[WHAT TO PRODUCE] Please revise the records from their start up to and including the line with "holes: even-odd rule", replacing "outline" with "contour" and keeping everything else unchanged. Return only those lines.

[EXERCISE MATERIALS]
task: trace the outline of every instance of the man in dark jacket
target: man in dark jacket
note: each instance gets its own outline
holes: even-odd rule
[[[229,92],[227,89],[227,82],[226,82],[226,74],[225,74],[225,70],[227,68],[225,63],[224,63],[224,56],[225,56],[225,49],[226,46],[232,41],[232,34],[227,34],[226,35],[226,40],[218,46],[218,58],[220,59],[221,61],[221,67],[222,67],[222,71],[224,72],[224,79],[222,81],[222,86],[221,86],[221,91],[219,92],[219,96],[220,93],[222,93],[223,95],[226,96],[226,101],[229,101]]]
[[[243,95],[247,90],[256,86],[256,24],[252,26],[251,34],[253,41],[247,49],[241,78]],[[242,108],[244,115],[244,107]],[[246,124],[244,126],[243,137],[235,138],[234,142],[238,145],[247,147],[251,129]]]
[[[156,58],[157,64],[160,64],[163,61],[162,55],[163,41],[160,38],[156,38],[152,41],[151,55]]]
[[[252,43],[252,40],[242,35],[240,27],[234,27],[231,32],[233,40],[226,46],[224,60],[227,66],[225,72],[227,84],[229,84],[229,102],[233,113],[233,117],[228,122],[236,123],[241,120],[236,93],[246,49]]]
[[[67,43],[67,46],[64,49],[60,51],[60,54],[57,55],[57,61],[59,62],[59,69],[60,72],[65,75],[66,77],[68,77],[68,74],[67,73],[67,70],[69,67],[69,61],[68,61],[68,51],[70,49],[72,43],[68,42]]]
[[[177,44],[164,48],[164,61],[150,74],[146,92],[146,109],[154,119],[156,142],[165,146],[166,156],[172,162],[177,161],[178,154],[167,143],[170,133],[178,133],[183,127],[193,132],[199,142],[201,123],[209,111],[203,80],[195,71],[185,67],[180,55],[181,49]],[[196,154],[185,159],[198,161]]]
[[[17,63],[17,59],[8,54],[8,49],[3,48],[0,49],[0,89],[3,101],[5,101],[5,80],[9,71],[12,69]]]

[TASK ANSWER]
task: trace the contour of every instance of the man in dark jacket
target: man in dark jacket
note: each instance gets its own contour
holes: even-odd rule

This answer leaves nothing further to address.